■ **Exercise materials**
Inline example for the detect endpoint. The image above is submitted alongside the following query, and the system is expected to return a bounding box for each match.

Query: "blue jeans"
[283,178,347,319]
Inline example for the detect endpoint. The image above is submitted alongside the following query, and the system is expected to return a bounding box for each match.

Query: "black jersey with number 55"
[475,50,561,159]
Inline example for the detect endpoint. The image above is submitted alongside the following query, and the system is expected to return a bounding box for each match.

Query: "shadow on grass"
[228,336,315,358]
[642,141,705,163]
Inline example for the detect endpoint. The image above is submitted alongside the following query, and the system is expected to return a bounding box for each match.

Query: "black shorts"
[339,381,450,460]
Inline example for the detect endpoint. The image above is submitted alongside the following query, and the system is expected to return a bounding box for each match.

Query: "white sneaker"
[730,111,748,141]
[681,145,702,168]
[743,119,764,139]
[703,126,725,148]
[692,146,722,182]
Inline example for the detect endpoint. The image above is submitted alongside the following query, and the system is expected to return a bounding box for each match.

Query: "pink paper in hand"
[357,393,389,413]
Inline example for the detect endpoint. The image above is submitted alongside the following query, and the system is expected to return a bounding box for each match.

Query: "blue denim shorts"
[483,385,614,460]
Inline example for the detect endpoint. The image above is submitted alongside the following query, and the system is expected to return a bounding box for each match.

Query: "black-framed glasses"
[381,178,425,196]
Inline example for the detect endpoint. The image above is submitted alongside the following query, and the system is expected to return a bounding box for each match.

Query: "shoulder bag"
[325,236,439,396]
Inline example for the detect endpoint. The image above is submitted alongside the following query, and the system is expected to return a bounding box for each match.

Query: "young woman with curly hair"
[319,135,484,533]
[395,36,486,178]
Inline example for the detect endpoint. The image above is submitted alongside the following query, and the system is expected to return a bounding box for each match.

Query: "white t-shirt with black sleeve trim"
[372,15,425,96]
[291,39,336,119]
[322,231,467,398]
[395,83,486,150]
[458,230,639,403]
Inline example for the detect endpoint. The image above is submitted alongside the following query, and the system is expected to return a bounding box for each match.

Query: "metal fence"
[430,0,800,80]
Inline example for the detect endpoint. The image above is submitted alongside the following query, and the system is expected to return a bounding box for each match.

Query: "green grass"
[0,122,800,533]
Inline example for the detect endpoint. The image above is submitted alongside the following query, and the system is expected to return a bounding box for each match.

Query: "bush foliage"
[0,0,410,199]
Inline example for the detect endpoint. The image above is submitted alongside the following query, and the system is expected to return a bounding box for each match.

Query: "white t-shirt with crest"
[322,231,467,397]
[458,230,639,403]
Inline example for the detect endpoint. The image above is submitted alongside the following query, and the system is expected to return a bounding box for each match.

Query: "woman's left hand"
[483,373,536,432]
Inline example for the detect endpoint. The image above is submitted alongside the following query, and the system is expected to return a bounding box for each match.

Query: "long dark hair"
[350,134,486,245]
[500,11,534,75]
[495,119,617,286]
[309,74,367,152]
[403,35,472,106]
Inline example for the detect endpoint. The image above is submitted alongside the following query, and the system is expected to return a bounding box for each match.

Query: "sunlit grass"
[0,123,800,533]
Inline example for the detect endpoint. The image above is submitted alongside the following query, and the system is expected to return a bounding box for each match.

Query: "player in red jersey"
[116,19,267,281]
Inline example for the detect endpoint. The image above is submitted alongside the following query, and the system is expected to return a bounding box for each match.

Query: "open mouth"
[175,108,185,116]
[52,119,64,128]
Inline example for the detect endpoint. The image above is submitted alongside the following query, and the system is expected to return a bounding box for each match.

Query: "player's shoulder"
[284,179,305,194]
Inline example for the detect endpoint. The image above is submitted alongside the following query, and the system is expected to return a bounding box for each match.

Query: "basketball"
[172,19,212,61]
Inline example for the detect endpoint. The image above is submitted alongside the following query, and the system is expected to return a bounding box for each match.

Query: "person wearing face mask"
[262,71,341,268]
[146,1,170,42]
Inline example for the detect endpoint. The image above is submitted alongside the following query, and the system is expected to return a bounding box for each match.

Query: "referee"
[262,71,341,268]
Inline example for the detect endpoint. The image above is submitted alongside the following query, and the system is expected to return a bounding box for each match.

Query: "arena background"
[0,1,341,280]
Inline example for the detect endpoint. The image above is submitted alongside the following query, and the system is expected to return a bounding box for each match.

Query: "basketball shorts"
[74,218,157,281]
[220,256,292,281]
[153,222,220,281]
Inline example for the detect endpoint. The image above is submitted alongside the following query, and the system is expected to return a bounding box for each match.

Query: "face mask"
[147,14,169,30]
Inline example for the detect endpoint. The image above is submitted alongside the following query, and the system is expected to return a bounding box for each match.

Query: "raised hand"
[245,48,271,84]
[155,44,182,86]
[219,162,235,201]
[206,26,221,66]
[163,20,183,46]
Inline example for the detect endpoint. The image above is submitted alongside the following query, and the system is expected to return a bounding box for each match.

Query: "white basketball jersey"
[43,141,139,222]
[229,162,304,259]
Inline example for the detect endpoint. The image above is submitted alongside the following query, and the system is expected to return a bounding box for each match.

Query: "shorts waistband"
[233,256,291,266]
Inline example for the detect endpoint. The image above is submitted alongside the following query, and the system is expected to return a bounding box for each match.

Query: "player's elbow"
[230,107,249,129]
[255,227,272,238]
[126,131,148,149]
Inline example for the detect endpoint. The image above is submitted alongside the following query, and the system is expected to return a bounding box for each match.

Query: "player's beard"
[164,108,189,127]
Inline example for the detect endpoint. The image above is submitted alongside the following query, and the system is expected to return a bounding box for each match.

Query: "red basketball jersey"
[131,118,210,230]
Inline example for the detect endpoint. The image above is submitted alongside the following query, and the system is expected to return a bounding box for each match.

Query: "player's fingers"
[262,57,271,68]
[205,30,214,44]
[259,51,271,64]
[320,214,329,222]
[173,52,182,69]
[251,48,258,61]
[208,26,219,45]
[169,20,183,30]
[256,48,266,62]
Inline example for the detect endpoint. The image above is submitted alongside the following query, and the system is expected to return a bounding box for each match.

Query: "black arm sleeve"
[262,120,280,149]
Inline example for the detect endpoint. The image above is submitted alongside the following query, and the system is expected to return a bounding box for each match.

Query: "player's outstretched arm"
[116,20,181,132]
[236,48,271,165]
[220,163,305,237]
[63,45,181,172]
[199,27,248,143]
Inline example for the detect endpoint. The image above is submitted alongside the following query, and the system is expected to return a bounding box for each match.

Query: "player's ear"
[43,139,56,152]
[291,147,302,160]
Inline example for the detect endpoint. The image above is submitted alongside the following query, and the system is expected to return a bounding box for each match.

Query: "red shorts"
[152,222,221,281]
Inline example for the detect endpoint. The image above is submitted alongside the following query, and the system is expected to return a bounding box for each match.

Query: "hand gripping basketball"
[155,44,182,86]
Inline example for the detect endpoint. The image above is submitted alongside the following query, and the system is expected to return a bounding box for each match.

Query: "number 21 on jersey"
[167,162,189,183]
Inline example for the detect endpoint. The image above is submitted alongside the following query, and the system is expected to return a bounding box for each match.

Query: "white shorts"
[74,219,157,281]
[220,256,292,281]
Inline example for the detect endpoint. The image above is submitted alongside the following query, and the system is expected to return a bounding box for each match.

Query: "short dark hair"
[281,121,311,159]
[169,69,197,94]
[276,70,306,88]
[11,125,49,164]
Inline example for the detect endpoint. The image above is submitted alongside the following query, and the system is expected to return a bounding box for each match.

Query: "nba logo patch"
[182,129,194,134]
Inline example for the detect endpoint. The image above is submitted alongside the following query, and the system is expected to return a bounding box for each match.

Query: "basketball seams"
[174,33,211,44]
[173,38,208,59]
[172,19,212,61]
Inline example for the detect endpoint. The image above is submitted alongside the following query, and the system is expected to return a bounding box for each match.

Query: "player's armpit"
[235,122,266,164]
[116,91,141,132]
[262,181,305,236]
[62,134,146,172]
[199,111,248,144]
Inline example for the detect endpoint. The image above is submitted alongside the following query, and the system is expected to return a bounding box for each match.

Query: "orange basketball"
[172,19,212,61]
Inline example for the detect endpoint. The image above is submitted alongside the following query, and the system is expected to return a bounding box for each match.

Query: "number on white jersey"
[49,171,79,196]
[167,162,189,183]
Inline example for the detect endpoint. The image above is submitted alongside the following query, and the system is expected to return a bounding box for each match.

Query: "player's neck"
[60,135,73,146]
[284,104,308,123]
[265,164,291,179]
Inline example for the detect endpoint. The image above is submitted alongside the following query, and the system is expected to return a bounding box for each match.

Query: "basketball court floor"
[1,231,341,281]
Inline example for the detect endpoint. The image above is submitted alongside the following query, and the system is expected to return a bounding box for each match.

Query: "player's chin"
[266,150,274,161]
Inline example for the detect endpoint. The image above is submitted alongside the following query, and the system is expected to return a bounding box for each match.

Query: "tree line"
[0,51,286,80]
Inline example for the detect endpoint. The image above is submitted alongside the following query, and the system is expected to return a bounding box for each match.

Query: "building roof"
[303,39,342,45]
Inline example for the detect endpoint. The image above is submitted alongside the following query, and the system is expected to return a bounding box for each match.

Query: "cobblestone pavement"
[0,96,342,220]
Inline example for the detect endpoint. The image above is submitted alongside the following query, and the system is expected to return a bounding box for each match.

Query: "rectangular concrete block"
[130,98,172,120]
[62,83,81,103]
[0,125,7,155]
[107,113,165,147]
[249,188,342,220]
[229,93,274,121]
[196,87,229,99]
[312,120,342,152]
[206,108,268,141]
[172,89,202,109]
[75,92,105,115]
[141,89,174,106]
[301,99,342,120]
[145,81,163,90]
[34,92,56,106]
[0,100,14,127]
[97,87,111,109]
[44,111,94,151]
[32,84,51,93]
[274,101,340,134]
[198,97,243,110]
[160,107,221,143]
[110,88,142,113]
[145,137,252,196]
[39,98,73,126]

■ **What needs to be done**
Please return the listing word for word, starting with its first line and going on through the line that contains "[692,146,722,182]".

■ **Completed task**
Inline example for the detect endpoint. The image above is submitted alongside the following query, and the system is expected to return a bounding box for each match.

Query: "blue jeans"
[283,178,347,319]
Inline example for the detect endpoint. The image above is submitted alongside the following query, and the system is expected to return a bounding box for each match.

Query: "black jersey with number 55"
[475,50,561,159]
Inline example for the detect endpoint. The image above is submitted alongside the following query, and the system is expected to return a bounding box for each match.

Query: "shadow on grass"
[228,336,315,358]
[642,141,705,163]
Inline example for the detect endpoint. The image above is submitted alongside the following query, and the system is expected to return a bounding box for each match.

Query: "black shorts"
[339,381,450,460]
Inline example for the detect endpoint. The image above is submitted alongside the following query, and the system is expected to return a bounding box for each match.

Query: "white sneaker"
[730,111,748,141]
[681,145,702,168]
[743,119,764,139]
[703,126,725,148]
[692,146,722,182]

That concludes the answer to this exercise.